WHAT YOU WILL DO:
A - Do these statements agree with the coal export ban article? Answer yes or no for each and quote the deciding words. (i) The ministry stopped coal companies' exports for January. (ii) The shortfall could affect about 50 power plants. (iii) The state utility secures its coal supply 20 days before using it to generate power.
B - Proceed with the coal export ban article from the point after its final sentence.

GIVEN PASSAGE:
Last week, the Ministry of Energy and Mineral Resources stopped coal companies’ exports for January, saying they had failed in their obligation to supply at least a quarter of their output for domestic needs. PT Perusahaan Listrik Negara, the state utility, secures its coal supply 20 days before using it to generate power.

The ministry added that the shortfall could affect nearly 20 power plants, which generate electricity for 10 million consumers.

“When the domestic supply has been fulfilled, exports can be resumed. We would re-evaluate the policy after Jan. 5,” Ridwan Djamaluddin, the ministry’s director general of Mineral and Coal, said in a statement Saturday.

APBI said that temporarily stopping exports would make coal prices shoot up and result in up to U.S. $3 billion in lost revenue for January.

Ripple effects from the ban would also cause losses for the shipping industry, whose vessels are already headed to Indonesia to load coal. “This will [also] result in Indonesia’s reputation and reliability as a global coal supplier,” Pandu said.

Hendra Sinadia, the executive director of APBI, told local media that the government and businessmen were having intense discussions about the policy, and said the coal mining firms would seek a quick solution to supply the state utility’s coal needs.

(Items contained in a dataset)
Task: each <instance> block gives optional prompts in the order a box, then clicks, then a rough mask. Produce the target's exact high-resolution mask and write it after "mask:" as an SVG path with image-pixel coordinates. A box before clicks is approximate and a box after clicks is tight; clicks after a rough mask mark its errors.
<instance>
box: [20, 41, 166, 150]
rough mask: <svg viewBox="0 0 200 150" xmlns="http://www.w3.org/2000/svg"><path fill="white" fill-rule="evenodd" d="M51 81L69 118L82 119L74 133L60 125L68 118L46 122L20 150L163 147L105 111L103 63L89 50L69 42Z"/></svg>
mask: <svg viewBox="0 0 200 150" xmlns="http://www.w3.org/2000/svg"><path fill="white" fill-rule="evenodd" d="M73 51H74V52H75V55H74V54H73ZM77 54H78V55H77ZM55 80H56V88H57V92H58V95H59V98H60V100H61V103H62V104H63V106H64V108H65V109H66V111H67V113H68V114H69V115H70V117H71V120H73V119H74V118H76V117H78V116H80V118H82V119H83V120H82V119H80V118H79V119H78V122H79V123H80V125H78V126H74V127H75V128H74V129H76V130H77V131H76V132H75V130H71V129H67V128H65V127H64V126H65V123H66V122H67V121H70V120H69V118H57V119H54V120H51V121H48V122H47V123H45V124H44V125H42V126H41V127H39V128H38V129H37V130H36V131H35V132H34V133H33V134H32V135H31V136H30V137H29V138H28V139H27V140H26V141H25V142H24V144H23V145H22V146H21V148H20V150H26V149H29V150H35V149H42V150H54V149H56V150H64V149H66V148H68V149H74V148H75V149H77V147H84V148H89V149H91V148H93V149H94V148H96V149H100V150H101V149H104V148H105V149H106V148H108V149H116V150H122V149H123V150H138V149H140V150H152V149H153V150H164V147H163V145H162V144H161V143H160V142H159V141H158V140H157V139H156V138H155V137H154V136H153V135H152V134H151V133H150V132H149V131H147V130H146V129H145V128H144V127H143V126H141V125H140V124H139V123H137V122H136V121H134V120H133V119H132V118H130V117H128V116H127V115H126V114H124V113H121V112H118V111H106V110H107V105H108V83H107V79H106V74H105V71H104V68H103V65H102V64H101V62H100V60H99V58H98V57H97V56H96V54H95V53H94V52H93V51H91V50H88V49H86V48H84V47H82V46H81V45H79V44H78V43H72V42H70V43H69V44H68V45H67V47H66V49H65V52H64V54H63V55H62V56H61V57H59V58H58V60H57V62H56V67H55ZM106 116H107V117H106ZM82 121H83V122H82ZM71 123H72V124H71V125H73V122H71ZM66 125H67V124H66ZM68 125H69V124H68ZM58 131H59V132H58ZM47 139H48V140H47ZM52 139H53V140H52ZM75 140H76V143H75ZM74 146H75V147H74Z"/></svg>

EXERCISE ANSWERS:
A -
(i) Yes: "the Ministry of Energy and Mineral Resources stopped coal companies’ exports for January"
(ii) No: "the shortfall could affect nearly 20 power plants"
(iii) Yes: "PT Perusahaan Listrik Negara, the state utility, secures its coal supply 20 days before using it to generate power"

B -
The temporary ban was unfair, said the chairman of the Indonesian Chamber of Commerce and Industry, noting that not all coal mining companies had failed in fulfilling their domestic obligations.

“We hope that the government implements a fair and consistent reward and punishment system, not a sweeping ban for all coal companies,” Arsjad Rasjid said in a statement.

Finance minister: ‘No free options’

Meanwhile on Monday, Finance Minister Sri Mulyani Indrawati said that the temporary ban prioritized the needs of the people and encouraged coal companies to comply with what are known as Domestic Market Obligations (DMO).

“There must be sacrifices because there are no free options. The government picked [the option that has a] minimum impact on the people,” Sri Mulyani told reporters.

“We see that there are issues of coal prices, DMO decisions, and domestic electricity. We are forced to choose in a rapidly changing situation.”

According to the Ministry of Energy and Mineral Resources, it had reminded companies several times to fulfill their commitments in supplying the State Electricity Company. However, as of Jan. 1 this year, the companies only met less than 1 percent, or around 35 metric tons, of the target of 5.1 million metric tons required for domestic needs.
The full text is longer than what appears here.